_TO DO:_
**a)** For each statement below, decide whether it agrees with the post on rural preparedness. Answer yes or no and quote the words from the post that settle it.
(i) The writer's small fuel tanks hold 250 gallons.
(ii) The tornado shelters in the area are kept out of sight.
(iii) Many of the writer's neighbors farm with horses.
**b)** Answer these questions from the post on rural preparedness.
(i) Besides buggy, what two ways of travel do many of the writer's neighbors use?
(ii) What three things would surprise the writer to find?
(iii) What two kinds of guns does the writer say everyone has at least?
**c)** Write a continuation of the post on rural preparedness, starting after its final sentence.

━━━━━ SELECTED EXCERPT ━━━━━

Long term preps - food storage might be something to try and hide but my neighbors with tens of thousand bushels of corn or wheat in a great big silo is pretty hard to hide as is a couple hundred head of cattle or hogs . Green houses, bee hives, smoke houses, chicken house can usually be seen form a road even on a 1000 acre farm. Every farm has some fuel storage and again a thousand gallon tank is pretty easy to see even my small 250 gallon tanks are pretty easy to see as are the 1000 propane tanks. Guns you know everyone has - they have at least deer rifles and shot guns . Maybe you don't know that someone has thousands of rounds but you assume a couple hundred and at least one rifle and one shot gun. 

Short of heavy weapons, radiation detection gear or NBC gear I would not be surprised by much. 

Most of the homes have at least a tornado shelter - many are outside of a trailer or older home and easy to see. And every home has some backup way to heat or is on wood heat, many have solar, lots of wells and ponds. 

Many of my neighbors use horses to farm with and travel by buggy, horseback or bike. Again pretty hard to hide. 

I would assume every remote cabin in a wooded rural area would be set up with solar, some type of water supply , wood heat , have some food supplies and if people are there have weapons.

━━━━━ DATASET ━━━━━

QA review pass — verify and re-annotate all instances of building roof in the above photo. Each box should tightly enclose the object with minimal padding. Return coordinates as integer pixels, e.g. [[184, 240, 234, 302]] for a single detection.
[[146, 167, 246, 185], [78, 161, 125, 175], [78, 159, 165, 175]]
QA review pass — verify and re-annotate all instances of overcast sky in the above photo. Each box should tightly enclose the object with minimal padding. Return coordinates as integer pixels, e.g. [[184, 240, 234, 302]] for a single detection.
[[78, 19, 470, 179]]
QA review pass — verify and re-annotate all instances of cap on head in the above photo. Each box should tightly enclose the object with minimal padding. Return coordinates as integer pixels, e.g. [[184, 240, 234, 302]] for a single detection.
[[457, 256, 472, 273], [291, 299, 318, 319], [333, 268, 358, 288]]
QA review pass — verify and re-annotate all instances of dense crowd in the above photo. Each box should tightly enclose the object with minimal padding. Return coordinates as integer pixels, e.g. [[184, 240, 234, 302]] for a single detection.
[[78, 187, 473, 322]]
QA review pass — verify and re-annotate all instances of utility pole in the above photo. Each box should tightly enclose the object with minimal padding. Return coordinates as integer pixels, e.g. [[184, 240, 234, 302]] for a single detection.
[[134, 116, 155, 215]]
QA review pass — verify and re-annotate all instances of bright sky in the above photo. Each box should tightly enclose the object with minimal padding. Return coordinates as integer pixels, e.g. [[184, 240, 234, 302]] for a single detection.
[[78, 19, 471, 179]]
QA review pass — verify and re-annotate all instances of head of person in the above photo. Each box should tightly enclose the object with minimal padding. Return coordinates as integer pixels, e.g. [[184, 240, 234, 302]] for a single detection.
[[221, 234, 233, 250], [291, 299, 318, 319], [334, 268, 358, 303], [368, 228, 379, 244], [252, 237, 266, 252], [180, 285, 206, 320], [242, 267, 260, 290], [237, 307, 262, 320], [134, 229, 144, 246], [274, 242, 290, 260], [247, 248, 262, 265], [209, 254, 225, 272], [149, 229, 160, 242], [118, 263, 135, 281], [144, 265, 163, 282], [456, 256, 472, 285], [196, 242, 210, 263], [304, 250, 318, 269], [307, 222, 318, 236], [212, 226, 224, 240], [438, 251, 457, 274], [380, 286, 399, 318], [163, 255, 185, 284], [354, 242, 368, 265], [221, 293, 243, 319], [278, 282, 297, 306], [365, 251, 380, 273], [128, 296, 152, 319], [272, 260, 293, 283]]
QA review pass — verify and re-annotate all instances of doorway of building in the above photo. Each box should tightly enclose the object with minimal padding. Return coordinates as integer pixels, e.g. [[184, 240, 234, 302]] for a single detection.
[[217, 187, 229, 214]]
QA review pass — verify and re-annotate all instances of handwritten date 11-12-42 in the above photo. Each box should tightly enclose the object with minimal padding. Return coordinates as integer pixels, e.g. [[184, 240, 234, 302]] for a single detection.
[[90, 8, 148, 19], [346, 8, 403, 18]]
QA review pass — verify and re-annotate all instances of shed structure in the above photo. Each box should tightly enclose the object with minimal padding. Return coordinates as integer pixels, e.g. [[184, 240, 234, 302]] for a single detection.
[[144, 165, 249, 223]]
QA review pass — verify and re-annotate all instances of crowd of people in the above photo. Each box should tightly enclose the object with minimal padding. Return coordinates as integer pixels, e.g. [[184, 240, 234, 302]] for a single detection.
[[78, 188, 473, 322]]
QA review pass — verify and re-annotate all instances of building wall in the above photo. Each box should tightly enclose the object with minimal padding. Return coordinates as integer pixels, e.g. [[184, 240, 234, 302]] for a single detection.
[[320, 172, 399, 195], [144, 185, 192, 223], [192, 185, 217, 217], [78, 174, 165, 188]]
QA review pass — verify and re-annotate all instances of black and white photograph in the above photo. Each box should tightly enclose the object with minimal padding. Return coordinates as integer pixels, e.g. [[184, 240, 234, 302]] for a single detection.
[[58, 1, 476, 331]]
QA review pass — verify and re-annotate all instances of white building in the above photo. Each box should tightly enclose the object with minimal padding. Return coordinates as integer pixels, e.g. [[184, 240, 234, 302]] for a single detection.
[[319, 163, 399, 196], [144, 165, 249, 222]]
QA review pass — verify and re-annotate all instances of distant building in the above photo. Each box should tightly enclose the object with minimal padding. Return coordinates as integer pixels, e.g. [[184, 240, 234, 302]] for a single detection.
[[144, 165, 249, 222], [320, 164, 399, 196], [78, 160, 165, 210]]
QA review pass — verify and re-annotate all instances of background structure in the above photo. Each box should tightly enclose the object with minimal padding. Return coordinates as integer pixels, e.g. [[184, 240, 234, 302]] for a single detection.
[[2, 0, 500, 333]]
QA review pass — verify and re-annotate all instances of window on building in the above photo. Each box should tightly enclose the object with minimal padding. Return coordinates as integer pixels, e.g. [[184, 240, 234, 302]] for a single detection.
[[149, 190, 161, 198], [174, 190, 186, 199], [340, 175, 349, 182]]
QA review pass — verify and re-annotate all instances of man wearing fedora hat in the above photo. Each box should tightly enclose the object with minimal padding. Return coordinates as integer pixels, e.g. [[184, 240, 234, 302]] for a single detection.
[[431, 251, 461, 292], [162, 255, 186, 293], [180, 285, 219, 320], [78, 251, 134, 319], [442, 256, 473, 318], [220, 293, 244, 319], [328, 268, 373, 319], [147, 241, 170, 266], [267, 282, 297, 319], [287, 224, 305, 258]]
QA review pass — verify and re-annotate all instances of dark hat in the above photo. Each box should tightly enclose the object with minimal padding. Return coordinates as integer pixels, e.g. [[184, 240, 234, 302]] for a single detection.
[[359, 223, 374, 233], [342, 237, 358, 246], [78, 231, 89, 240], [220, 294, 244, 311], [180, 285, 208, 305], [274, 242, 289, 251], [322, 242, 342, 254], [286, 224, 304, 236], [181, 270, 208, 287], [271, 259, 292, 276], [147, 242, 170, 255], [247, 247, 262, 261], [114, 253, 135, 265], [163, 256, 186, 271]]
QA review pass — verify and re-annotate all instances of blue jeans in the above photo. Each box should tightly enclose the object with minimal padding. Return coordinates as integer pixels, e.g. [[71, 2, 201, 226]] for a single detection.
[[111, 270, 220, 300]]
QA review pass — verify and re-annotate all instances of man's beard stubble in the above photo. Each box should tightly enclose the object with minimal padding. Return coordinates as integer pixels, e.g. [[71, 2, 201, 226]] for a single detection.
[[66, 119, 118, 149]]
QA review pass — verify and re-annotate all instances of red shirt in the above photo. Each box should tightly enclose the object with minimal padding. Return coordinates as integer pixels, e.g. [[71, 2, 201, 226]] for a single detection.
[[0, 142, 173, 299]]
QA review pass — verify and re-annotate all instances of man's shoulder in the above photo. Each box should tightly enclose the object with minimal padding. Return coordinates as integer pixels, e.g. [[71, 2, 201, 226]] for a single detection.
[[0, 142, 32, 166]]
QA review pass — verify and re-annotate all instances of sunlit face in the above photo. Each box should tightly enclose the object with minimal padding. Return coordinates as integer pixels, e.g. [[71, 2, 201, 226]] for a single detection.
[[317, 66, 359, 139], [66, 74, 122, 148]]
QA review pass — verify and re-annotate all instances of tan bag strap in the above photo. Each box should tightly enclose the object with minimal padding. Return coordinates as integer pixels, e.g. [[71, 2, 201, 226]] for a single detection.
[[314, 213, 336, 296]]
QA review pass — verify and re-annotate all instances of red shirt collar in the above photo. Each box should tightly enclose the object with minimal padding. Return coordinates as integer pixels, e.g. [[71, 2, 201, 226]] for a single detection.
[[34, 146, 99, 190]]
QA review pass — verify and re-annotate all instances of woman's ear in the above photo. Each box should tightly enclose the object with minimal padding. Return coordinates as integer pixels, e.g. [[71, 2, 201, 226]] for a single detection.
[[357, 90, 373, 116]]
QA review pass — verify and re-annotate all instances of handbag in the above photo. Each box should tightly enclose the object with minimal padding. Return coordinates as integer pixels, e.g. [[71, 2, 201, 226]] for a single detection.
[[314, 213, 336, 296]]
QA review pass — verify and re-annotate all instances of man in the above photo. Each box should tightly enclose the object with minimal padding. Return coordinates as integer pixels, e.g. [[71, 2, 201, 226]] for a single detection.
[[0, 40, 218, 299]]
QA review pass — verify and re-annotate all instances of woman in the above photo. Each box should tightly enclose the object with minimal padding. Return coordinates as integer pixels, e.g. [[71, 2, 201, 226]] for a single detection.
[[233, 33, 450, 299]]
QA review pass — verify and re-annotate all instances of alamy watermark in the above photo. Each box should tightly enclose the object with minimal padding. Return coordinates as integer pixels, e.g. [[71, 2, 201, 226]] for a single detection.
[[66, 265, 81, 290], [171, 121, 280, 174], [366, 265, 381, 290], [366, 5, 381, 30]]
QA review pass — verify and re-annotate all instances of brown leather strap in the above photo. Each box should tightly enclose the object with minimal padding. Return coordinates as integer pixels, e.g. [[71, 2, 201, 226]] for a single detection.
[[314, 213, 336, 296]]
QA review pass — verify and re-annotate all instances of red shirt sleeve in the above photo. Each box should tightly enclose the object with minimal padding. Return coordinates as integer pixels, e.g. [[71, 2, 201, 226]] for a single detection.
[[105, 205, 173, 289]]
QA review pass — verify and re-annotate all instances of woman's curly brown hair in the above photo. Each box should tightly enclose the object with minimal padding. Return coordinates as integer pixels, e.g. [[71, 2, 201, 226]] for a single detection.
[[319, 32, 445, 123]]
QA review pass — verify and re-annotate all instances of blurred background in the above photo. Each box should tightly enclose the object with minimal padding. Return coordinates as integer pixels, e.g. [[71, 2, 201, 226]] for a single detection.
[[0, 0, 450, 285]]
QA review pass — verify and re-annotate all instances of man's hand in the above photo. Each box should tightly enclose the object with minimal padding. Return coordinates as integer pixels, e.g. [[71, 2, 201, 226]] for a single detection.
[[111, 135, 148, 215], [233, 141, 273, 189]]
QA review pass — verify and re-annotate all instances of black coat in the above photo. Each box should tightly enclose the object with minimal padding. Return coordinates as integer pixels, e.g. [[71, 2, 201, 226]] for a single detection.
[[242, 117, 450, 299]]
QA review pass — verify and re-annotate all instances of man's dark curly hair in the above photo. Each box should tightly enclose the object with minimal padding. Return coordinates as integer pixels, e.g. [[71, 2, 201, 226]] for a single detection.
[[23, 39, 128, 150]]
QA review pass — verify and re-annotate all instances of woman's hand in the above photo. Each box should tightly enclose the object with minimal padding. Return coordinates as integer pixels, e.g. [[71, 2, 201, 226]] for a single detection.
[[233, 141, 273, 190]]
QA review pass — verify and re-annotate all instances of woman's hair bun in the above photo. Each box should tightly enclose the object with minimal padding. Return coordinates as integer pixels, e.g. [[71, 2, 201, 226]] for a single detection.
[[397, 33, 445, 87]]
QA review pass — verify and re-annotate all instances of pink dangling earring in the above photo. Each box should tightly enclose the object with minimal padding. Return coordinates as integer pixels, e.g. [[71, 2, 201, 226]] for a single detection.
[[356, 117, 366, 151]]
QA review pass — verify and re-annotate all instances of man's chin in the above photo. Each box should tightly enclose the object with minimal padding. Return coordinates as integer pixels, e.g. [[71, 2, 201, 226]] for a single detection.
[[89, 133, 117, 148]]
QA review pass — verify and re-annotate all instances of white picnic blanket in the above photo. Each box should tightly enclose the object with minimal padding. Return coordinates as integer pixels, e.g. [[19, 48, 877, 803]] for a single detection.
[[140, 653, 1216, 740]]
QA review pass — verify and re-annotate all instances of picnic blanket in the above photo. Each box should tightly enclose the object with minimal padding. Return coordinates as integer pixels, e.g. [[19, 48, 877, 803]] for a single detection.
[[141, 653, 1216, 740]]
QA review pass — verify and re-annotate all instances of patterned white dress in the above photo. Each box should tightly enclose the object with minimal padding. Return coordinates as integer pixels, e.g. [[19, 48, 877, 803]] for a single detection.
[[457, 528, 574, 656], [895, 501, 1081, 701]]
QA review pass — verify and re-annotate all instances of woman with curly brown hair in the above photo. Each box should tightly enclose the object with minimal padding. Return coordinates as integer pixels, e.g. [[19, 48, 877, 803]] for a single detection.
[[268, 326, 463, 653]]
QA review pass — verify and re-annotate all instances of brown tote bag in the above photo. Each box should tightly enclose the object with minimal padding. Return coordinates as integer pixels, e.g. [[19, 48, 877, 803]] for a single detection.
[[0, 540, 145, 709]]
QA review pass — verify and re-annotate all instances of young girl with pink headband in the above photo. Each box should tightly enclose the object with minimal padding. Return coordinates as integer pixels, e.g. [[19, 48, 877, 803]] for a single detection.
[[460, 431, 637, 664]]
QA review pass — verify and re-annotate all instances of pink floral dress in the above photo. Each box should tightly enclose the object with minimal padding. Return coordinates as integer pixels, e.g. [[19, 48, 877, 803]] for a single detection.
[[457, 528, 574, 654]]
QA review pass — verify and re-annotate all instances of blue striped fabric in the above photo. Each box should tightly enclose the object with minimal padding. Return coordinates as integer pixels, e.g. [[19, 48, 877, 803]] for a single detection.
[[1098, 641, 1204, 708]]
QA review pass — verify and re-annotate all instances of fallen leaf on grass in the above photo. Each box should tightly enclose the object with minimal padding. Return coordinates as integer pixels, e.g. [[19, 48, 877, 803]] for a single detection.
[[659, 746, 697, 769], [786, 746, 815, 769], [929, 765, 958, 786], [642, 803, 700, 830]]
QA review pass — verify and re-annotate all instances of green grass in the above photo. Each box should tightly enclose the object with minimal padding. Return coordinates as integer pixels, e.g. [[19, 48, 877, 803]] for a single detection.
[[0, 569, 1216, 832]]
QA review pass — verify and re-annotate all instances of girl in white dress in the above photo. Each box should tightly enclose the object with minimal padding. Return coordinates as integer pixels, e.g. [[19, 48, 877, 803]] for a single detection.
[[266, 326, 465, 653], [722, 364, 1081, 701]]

━━━━━

_RESPONSES TO THE EXERCISE:_
**a)**
(i) Yes: "even my small 250 gallon tanks are pretty easy to see"
(ii) No: "many are outside of a trailer or older home and easy to see"
(iii) Yes: "Many of my neighbors use horses to farm with"

**b)**
(i) Horseback and bike
(ii) Heavy weapons, radiation detection gear, or NBC gear
(iii) Deer rifles and shotguns

**c)**
Only in the suburbs do people not have this type of stuff and that would be the area to try and hide some of what you got.


----------



## Illini Warrior (Jan 24, 2015)

Chipper said:


> My property is off limits to everyone and the neighbors know it. I will gladly come over and help bringing my tools and expertise when asked. If I don't know how to do something I figure it out, learn or ask but will not allow strangers in, period.


it might be 2-3 years down the road before you gt robbed one nite - because that kid that lived in the neighborhood and you befriended suddenly needed drug $$$$ - he remembered his old neighborhood as a plum target and not good memories of childhood ...


----------



## The Tourist (Jun 9, 2016)

Oh, but there always are good memories! If the drug addict/thief is black, 16 or 17 years old and carrying a weapon--and you kill him--his mother will cry all over CNN all the way to Moscow (sorry for the duplication) about how he was a good kid, always brought his cut of the profits to her, stole her a winter jacket from The Boston Store, never talked back to his probation officer, and smacked a white kid who just a little too white.

I will admit that I polish tactical knives. I always wrap the handles in Saran Wrap until the client comes to pick it up. I've seen this "crying mother" fairytale once too many times to donate any fingerprints or DNA...


----------



## phrogman (Apr 17, 2014)

I live in the suburbs. Lots of people around here have cameras on their driveways or doorbells. My neighbors right across the street from me have their camera facing directly at my house and their neighbors have the Ring doorbell camera which has my driveway and garage in its view. It is difficult to do anything without someone watching. When I have to move stuff in and out of my home, I try to do at night. My house is not very big so it is hard to hide things inside. I keep my preps in the pantry, closets or garage, no room for secret storage areas. 

Sent from my SM-G930V using Tapatalk


----------



## Illini Warrior (Jan 24, 2015)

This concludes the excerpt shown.